● **Your objective**
Copy the lines of the listing verbatim, starting at the line containing "Find the distant" and ending at the line containing "277), (28, 259)]", both included.

[Photo object pointing listing]
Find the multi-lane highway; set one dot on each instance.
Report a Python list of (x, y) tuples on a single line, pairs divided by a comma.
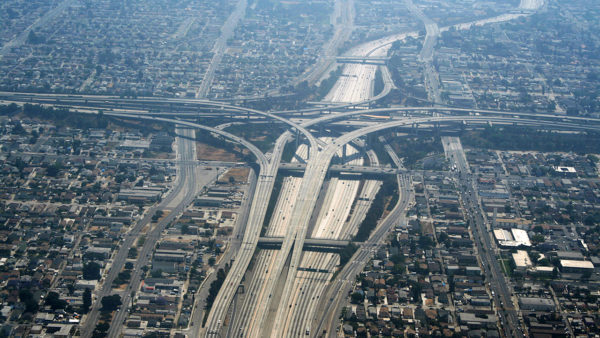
[(188, 182), (501, 292)]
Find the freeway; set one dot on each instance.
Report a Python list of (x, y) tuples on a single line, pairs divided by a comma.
[(494, 275), (192, 180), (184, 189), (234, 246), (334, 296), (266, 180), (342, 20), (426, 55), (317, 168), (219, 47), (142, 104)]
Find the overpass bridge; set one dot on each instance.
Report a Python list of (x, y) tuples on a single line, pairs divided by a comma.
[(373, 60), (310, 244)]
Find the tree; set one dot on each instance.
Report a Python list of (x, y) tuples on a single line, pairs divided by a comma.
[(110, 303), (357, 297), (26, 296), (87, 300), (91, 271), (100, 330)]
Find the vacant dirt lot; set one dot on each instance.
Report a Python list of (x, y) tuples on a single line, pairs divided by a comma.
[(209, 153), (240, 175)]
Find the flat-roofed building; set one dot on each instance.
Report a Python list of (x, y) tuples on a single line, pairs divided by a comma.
[(569, 265), (536, 304), (522, 260)]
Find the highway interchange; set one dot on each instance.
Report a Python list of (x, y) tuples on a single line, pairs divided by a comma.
[(290, 292)]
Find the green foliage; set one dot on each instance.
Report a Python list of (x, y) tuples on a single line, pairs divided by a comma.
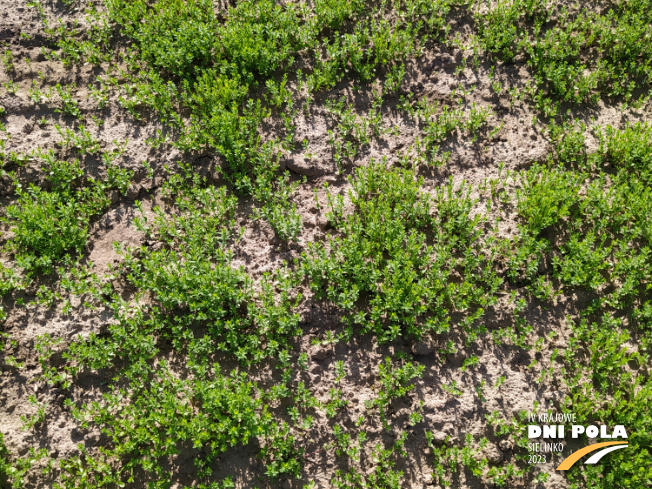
[(380, 270), (51, 224), (394, 383), (573, 56)]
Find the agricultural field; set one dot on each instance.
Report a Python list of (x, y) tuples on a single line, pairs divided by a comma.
[(323, 244)]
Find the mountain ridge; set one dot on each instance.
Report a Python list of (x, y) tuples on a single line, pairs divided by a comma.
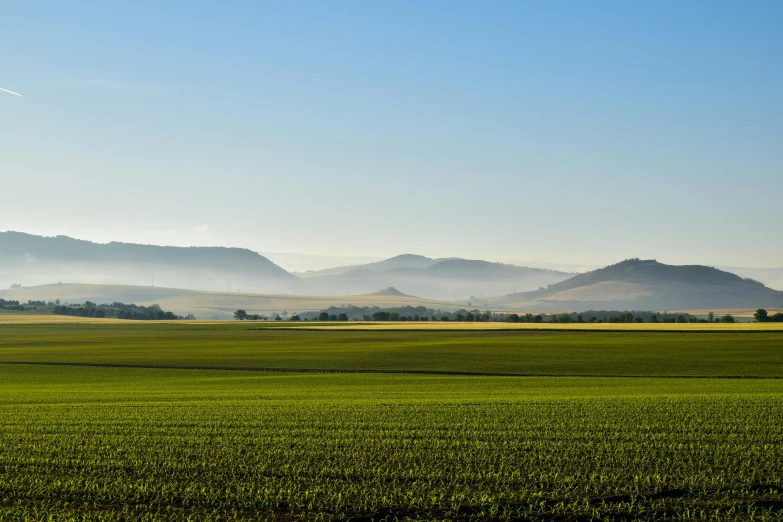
[(648, 284)]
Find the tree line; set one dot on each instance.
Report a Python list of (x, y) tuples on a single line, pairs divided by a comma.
[(118, 310), (420, 313), (762, 316)]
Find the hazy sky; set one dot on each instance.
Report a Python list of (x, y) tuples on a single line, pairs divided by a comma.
[(571, 132)]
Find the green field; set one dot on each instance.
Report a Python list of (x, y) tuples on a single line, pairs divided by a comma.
[(594, 425)]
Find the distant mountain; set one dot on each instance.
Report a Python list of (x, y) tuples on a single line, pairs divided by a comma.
[(401, 261), (446, 279), (389, 292), (647, 284), (771, 277), (28, 259)]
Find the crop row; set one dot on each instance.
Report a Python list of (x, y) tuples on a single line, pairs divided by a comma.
[(610, 459)]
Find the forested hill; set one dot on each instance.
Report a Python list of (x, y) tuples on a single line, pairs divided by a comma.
[(30, 259), (648, 284)]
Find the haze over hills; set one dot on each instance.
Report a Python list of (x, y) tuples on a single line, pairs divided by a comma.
[(32, 260), (647, 285), (215, 305), (446, 279)]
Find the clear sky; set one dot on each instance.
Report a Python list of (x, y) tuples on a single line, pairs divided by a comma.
[(568, 132)]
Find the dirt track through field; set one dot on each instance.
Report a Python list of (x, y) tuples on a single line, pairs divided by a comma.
[(382, 371)]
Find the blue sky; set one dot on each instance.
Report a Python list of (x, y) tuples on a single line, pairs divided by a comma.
[(570, 132)]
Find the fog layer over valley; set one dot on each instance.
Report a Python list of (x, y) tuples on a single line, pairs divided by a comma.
[(34, 260), (214, 281)]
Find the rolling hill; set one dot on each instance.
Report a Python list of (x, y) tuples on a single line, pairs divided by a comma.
[(31, 260), (214, 305), (647, 284), (445, 279)]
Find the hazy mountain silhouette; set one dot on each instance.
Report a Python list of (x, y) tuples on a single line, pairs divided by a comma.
[(447, 279), (28, 259), (401, 261), (647, 284), (389, 291)]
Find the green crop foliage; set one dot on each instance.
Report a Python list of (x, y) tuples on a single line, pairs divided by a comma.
[(121, 444)]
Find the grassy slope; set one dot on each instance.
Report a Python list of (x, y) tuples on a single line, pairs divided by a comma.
[(207, 304), (756, 354)]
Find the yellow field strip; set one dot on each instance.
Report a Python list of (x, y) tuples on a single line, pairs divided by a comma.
[(409, 325), (696, 327)]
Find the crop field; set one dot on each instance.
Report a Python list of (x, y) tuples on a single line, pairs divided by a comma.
[(179, 422)]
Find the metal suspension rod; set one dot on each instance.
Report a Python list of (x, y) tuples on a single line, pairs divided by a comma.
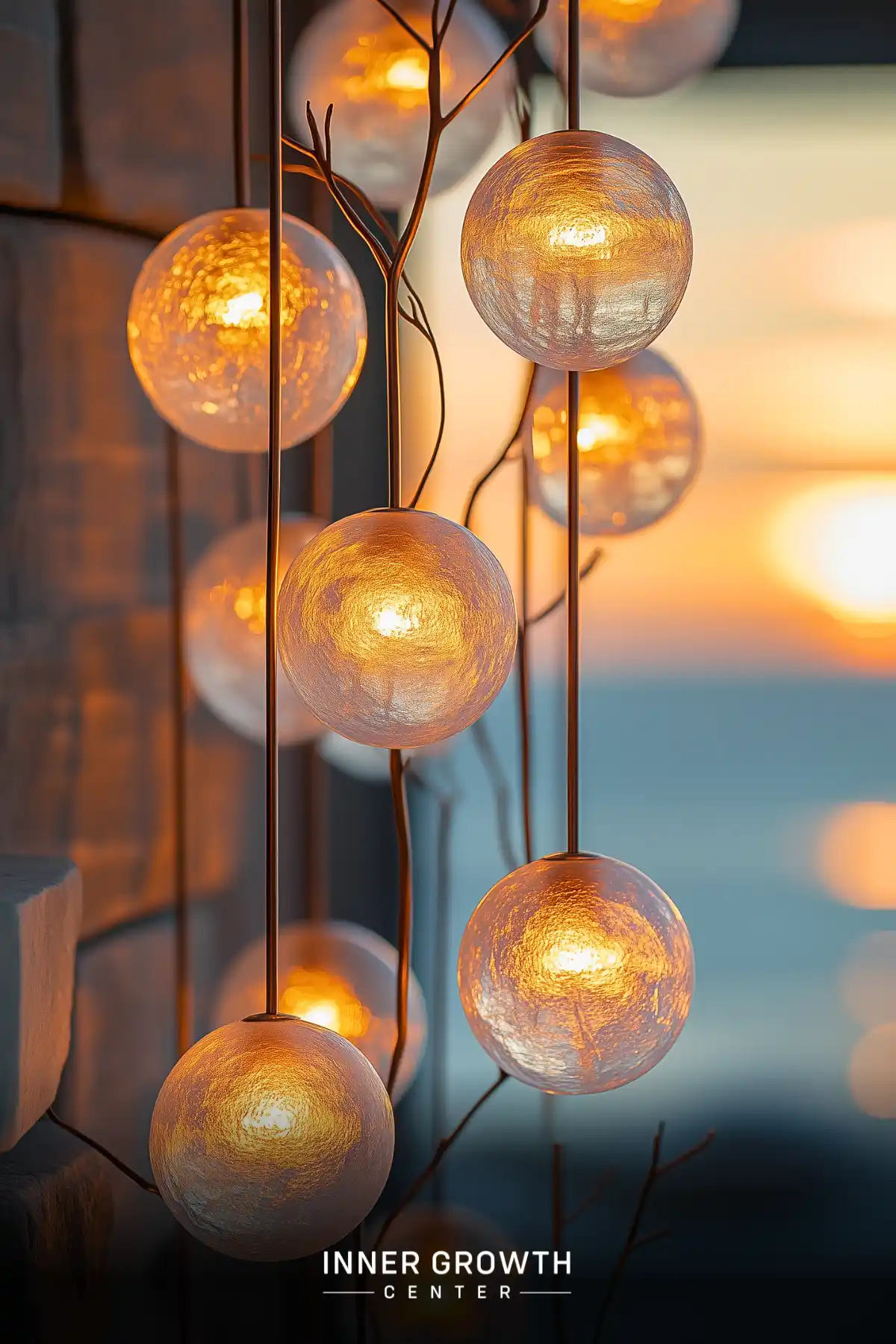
[(276, 370), (574, 638)]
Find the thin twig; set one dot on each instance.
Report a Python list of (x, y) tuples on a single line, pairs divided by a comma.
[(594, 559), (111, 1157), (635, 1239), (503, 456), (445, 1145), (501, 791)]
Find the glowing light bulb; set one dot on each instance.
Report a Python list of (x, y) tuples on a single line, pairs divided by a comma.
[(198, 329), (576, 250), (837, 544), (575, 974), (640, 444), (337, 976), (272, 1140), (225, 626), (637, 47), (398, 628), (356, 57)]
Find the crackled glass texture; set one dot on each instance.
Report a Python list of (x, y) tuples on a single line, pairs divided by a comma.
[(640, 444), (576, 974), (339, 976), (356, 57), (638, 47), (396, 628), (576, 250), (225, 629), (272, 1140), (198, 329)]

● **Task result**
Find the distant mountain; set one dot on each instance.
Report a Python list of (x, y) tuples on a single line, pairs divided by a comma.
[(401, 261), (446, 279), (389, 292), (647, 284), (771, 277), (28, 259)]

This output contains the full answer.